- GIVEN REQUEST:
Everything from the line holding "[204, 650], one" through the last line below must be repeated exactly, and nothing else.

[Coordinate annotation entries]
════

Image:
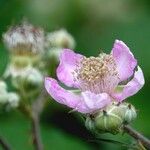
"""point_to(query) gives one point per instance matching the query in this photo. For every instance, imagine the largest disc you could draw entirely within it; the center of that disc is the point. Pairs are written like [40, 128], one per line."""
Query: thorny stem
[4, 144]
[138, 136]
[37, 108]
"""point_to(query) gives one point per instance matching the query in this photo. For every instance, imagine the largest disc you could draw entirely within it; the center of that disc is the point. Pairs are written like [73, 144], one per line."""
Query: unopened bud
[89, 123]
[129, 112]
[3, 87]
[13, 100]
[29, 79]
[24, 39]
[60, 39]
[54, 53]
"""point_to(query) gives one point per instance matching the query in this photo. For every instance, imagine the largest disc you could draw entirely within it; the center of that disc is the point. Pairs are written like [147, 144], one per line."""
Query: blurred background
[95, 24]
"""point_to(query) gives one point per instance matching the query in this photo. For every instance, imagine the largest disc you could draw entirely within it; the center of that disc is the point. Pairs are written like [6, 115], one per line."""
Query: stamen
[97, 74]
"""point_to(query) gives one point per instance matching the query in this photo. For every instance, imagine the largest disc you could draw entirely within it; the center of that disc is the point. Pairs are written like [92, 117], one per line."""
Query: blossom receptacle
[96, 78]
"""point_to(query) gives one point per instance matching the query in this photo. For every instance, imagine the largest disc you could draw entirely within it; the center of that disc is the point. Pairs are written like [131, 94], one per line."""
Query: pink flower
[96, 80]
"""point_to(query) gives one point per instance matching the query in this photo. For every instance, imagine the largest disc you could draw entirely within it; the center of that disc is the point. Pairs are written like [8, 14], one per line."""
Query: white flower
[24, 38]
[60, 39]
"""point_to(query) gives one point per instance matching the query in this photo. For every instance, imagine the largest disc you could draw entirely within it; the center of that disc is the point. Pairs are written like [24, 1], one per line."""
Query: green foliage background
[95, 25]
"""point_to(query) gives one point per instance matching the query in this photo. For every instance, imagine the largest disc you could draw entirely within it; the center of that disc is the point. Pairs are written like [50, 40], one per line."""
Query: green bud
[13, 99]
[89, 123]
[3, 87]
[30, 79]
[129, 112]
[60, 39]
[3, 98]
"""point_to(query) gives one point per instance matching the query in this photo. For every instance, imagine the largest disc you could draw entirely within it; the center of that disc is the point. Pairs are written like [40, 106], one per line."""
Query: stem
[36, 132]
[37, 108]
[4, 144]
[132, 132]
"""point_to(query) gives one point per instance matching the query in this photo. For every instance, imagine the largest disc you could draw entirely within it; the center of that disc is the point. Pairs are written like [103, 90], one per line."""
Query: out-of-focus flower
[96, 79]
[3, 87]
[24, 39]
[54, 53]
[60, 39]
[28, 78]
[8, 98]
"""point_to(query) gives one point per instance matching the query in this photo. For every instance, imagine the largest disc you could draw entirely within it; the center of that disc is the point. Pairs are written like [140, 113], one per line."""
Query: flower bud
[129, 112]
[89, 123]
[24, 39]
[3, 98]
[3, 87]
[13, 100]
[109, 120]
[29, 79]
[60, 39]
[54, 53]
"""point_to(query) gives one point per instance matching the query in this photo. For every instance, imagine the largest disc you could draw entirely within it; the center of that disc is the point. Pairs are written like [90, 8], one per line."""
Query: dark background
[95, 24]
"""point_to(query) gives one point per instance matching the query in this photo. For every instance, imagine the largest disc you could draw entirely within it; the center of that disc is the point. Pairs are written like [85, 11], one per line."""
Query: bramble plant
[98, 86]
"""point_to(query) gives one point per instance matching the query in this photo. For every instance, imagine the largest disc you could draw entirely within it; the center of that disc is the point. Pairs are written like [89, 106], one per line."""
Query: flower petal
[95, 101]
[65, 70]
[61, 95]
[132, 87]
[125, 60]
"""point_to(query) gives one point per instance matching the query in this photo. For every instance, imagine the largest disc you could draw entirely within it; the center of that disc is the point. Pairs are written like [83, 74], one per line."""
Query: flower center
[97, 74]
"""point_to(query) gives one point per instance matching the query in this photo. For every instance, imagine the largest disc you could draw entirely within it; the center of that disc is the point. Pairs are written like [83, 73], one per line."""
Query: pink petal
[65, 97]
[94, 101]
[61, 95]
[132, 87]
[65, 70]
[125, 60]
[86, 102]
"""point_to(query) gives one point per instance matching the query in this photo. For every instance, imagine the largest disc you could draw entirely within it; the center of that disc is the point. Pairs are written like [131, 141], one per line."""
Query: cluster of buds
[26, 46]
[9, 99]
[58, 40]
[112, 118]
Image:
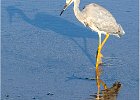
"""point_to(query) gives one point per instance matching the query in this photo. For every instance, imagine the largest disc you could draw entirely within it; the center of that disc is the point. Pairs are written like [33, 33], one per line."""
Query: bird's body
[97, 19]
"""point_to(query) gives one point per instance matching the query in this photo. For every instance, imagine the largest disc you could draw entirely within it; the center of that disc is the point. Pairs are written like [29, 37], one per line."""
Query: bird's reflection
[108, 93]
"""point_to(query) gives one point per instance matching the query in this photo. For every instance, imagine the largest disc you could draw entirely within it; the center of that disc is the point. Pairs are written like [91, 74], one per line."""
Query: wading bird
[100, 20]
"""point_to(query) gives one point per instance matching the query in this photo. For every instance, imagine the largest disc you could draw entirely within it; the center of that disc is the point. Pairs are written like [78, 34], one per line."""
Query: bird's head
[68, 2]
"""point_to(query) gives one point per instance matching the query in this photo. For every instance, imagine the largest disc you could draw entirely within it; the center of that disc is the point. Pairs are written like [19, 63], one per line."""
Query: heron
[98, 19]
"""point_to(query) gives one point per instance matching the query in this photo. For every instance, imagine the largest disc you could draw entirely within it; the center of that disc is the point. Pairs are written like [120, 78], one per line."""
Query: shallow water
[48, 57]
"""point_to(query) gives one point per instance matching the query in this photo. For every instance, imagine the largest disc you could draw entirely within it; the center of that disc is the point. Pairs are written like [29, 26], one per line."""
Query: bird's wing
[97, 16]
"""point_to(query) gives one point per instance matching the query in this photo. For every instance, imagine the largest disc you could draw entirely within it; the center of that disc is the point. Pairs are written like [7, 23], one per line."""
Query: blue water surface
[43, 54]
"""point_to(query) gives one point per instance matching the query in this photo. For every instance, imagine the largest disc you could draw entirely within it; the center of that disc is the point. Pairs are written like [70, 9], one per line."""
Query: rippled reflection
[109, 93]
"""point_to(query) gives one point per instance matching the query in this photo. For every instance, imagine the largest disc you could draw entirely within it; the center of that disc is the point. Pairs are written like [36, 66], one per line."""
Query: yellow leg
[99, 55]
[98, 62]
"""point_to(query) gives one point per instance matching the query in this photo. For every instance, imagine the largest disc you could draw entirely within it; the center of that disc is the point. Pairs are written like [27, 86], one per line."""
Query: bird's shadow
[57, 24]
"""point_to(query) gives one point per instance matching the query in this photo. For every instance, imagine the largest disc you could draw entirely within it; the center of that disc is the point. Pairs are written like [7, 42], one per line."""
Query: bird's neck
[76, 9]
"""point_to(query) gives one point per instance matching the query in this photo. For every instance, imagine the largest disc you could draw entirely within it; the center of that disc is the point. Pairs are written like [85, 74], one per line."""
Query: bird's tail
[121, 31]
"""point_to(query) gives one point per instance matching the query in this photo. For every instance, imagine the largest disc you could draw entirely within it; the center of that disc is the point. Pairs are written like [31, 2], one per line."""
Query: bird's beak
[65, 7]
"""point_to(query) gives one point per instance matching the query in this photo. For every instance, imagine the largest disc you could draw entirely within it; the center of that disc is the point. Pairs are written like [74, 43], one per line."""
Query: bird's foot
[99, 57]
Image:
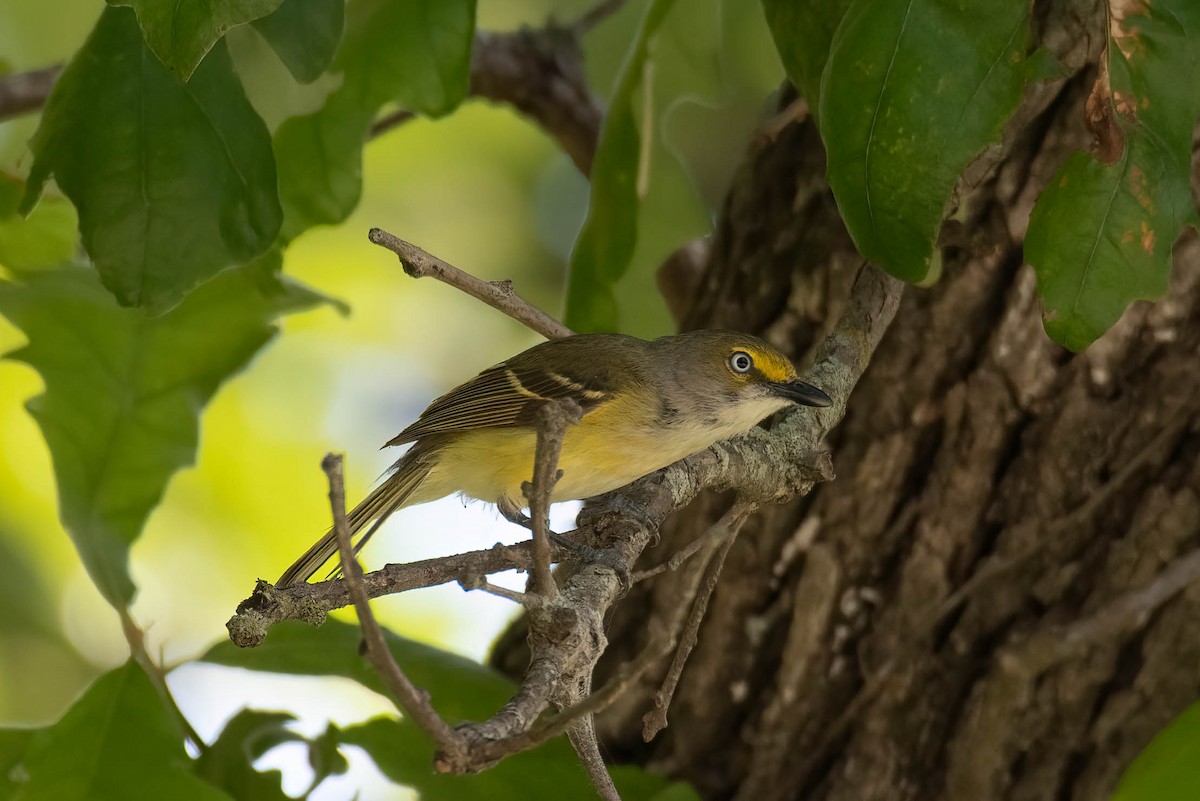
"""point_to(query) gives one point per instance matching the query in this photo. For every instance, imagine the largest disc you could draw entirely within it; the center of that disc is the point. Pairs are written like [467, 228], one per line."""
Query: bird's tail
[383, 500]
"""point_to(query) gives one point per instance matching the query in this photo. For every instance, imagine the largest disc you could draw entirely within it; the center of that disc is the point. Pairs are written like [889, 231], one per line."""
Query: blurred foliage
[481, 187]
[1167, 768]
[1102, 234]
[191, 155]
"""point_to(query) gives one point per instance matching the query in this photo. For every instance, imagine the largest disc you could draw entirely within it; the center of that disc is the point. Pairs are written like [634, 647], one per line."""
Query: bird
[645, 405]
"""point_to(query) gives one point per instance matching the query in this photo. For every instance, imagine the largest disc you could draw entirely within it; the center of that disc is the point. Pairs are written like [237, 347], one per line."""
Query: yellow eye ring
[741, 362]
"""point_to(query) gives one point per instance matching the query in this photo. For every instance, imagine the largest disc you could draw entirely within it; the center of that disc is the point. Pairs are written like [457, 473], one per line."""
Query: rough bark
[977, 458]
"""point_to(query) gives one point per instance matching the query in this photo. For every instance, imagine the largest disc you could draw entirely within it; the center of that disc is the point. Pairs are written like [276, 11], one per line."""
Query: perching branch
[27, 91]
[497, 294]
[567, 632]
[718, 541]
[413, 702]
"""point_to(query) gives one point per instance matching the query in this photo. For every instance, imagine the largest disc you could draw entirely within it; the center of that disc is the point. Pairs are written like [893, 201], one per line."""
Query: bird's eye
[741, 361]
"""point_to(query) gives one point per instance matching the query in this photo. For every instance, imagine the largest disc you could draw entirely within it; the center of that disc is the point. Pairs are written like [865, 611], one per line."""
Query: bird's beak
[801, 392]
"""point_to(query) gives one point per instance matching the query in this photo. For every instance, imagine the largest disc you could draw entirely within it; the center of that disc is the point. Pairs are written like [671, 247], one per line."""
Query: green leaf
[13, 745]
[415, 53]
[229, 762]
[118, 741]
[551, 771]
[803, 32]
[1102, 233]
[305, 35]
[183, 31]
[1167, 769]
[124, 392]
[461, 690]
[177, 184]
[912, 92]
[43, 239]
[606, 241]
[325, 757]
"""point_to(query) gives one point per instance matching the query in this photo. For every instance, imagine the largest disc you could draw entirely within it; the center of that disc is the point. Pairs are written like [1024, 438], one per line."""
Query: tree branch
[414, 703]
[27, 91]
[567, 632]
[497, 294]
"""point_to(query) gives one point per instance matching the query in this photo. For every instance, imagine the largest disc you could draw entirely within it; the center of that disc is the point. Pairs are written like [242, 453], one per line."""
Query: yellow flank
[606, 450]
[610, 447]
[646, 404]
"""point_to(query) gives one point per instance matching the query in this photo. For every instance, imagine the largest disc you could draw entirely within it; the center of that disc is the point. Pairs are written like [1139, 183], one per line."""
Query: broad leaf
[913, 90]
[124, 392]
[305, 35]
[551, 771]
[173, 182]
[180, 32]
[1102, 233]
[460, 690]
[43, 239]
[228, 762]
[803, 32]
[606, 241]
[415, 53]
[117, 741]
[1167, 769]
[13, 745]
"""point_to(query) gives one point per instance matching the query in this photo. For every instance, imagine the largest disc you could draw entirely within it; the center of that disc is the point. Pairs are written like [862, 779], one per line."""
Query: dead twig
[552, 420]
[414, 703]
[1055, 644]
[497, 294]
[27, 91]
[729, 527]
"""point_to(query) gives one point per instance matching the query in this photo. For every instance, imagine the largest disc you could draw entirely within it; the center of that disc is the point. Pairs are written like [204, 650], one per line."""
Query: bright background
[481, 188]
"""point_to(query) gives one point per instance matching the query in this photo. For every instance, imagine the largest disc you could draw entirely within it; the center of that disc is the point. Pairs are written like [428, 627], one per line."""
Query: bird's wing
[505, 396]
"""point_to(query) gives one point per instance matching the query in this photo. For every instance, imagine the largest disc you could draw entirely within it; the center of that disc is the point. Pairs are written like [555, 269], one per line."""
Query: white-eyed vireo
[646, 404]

════

- ANSWER TO THE TASK:
"""point_to(query) gives one point per instance matching the query in this photo. For every instance, imagine the largest disc you could draw entirely within it; the center of that disc is the point. Pairs are written like [204, 650], one per line."""
Query: bright background
[481, 188]
"""point_to(query) gives one point per instance matching the query in this photo. For every instance, imagine the largest disc you could draw entirely within it; the center of that disc is the point. Pairs are written like [428, 627], one per line."""
Query: bird's wing
[505, 396]
"""point_to(query) gives one point per instance matching the query in this photo. For every instance, imagine the largest disc you could draw entirely within it; the center of that disc is the point. Pairs are written like [555, 269], one per line."""
Query: white-eyed vireo
[646, 404]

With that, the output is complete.